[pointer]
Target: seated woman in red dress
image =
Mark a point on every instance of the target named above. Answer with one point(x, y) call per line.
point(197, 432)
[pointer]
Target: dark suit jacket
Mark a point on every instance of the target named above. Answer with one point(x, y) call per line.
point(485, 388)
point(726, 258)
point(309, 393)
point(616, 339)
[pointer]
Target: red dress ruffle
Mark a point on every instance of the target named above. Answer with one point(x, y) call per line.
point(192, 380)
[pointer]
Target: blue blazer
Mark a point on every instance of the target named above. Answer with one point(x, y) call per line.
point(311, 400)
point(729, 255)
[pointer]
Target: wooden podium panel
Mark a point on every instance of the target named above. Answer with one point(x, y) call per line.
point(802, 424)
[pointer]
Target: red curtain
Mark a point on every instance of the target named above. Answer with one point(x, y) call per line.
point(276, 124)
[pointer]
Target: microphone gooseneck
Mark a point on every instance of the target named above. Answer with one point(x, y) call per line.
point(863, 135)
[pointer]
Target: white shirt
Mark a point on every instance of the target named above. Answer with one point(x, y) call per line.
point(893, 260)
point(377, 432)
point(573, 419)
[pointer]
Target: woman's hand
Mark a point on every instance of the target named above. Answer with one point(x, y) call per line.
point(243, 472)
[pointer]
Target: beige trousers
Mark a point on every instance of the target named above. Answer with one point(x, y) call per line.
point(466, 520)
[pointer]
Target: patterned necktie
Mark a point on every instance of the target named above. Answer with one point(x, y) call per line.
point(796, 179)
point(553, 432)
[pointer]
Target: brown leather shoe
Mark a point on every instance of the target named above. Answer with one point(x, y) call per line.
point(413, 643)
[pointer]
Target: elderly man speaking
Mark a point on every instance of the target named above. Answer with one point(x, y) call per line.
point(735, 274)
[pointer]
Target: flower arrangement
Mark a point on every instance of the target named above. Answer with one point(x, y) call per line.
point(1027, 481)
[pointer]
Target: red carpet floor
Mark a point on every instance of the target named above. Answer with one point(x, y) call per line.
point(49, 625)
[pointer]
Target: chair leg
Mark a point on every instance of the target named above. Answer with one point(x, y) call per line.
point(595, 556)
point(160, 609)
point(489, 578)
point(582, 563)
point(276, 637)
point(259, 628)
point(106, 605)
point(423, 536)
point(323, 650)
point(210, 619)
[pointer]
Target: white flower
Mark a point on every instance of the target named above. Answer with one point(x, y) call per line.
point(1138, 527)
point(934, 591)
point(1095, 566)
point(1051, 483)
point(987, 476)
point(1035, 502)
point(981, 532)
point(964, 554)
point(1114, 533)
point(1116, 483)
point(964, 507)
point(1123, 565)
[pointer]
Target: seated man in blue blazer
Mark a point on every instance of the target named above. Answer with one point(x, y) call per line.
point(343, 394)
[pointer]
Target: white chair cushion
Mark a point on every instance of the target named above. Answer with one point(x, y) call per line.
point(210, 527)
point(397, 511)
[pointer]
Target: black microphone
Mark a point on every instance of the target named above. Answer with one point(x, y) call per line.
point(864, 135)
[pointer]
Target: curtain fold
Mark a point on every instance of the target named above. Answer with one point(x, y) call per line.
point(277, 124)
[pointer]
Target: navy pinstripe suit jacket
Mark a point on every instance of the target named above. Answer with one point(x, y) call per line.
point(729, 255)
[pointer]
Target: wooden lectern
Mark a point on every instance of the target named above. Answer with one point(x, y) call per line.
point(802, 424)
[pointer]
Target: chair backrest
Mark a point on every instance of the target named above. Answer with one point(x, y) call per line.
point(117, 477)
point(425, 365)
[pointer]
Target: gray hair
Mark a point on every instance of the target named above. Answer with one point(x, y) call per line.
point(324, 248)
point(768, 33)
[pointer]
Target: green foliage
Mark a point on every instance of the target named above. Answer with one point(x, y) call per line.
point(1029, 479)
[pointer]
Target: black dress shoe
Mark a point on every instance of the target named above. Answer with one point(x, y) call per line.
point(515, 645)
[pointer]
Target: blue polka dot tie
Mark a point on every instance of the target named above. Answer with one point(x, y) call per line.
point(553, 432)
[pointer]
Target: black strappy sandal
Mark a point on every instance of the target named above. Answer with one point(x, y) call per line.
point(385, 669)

**To do**
Take the lines above from the one containing "Target: seated woman in red dress" down to the one containing "Target: white shirt", and transcribe them exactly, both ends included.

**Solved problem**
Target: seated woman in red dress
image =
Mark a point on every instance of the target named above. Answer with one point(x, y) call per line.
point(197, 432)
[pointer]
Target: dark suit jacket
Mark a point on every instance of the target named above. Answer with one point(x, y) call per line.
point(485, 388)
point(726, 258)
point(309, 393)
point(616, 339)
[pointer]
Target: red dress ruffle
Mark a point on every instance of the target named above. Answer with one point(x, y) call per line.
point(192, 380)
[pointer]
Target: blue blazer
Mark a point on every instance of the target named above. Answer with one point(x, y) call per line.
point(311, 400)
point(729, 255)
[pointer]
Target: wooden podium panel
Mark a point on every instance of the target named above. Answer with one point(x, y) call per line.
point(802, 424)
[pointer]
Target: red curtain
Mark a point on every instance of the target named above. Answer with one point(x, y) call per line.
point(276, 124)
[pointer]
Target: microphone gooseneck
Mark a point on every instance of the target named above. Answer with one point(x, y) call per line.
point(863, 135)
[pointer]
Target: white shirt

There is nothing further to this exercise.